GIVEN EXERCISE 1
According to the article on government spending on consultants, what nickname has the Coalition earned?
GIVEN EXERCISE 2
Continue the article on government spending on consultants, starting after its final sentence.

The Coalition’s binge on consultants to replace “frank and fearless” advice from public servants has earned it the nickname The Dairy —  a place to be milked it for all it’s worth, especially if you’re a big donor. Tom Ravlic calls for a ban on donations from government contractors.

Accounting firms, law firms and other specialist organisations have become the de-facto public service in an era where outsourcing is king and government departments have been forced to meeting efficiency dividend targets often to meet what is for some in politics an unattainable state of perfection: a budget surplus.

Numerous stories have been written about the millions of dollars paid to various consulting firms for the provision of services to government. Look up anything by Michael West on this site, Edmund Tadrios and Tom McIllroy at the Australian Financial Review and Adele Ferguson at The Age and Sydney Morning Herald. We’re talking squillions.

RECORDED DATA
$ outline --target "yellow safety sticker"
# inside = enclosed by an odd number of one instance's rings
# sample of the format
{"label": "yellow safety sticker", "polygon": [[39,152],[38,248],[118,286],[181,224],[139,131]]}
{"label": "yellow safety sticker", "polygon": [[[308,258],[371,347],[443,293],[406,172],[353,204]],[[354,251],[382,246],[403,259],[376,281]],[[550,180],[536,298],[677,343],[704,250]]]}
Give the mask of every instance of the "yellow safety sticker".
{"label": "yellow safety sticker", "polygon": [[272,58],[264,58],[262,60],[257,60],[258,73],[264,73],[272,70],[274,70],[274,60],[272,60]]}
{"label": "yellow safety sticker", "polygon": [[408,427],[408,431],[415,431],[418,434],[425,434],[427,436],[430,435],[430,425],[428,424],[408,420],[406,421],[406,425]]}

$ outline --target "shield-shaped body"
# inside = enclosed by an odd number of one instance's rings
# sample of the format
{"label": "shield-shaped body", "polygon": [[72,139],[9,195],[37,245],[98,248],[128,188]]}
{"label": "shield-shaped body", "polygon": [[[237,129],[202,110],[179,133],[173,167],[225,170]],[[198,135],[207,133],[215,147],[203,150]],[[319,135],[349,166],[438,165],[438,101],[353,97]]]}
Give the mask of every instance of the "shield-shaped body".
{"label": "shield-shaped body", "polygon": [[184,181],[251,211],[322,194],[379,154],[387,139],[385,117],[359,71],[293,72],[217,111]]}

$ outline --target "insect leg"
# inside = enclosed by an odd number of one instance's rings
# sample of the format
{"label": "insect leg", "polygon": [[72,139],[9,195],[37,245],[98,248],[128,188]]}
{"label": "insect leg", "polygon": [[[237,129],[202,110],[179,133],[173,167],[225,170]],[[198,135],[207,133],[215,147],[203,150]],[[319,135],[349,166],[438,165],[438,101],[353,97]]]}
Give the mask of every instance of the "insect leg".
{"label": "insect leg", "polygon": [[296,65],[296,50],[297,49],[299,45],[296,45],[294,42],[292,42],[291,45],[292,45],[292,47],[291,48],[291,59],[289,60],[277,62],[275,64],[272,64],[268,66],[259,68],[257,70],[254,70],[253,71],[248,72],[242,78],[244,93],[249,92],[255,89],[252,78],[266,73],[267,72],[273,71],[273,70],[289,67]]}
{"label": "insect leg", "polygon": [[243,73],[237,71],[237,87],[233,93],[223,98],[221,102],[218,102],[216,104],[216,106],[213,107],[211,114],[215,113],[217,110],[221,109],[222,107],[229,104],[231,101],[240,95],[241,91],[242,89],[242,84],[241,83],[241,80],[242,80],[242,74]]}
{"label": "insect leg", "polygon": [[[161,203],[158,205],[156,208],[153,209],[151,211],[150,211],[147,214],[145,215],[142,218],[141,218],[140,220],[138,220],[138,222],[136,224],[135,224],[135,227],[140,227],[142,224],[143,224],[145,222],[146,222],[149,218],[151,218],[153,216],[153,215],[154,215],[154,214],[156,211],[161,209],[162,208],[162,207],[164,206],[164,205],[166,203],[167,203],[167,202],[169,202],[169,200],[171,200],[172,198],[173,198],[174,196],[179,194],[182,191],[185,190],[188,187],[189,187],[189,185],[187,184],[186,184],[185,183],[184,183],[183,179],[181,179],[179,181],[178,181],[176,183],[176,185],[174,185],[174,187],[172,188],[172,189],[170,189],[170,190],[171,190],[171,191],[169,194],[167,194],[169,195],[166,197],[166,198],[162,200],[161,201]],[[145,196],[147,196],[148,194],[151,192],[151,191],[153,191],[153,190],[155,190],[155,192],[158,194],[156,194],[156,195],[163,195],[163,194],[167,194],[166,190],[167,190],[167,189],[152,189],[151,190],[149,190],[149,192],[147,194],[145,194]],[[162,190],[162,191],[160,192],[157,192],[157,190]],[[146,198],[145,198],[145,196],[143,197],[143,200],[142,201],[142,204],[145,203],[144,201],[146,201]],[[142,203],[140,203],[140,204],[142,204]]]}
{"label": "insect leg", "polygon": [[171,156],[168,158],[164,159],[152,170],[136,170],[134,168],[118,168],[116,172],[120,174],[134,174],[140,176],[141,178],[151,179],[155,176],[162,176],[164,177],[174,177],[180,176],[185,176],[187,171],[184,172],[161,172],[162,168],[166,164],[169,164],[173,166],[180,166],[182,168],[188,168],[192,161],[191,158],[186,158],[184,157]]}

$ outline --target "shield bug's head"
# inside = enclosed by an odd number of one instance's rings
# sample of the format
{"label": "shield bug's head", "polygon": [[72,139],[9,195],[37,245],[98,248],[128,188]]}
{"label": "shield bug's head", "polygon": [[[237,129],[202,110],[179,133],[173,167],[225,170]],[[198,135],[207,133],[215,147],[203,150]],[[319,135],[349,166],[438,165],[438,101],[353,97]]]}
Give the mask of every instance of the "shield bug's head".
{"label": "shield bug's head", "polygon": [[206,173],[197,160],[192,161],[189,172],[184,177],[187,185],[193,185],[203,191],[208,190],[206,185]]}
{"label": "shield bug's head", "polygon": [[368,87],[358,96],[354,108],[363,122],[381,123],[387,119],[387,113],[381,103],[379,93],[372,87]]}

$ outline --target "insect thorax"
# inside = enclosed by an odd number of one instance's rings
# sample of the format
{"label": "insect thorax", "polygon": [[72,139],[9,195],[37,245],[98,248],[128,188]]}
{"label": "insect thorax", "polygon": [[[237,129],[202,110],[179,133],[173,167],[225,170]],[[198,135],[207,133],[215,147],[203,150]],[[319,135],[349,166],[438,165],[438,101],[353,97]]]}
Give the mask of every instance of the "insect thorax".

OUTPUT 1
The Dairy.

OUTPUT 2
The justification may well be that the outsourcing of services removes particular overheads from a government’s point of view such as superannuation and other employee liabilities but still provides access to expertise that is required to run the administration, but there is a bit of a conundrum that needs further thought.

Independent advice has been the hallmark at least historically for those that served governments in the public service. Fearless advice given to Ministers has been the backbone of a public service and it ought to continue to be the case irrespective of whether the people providing the advice are career public servants or consultants hired for a specific task.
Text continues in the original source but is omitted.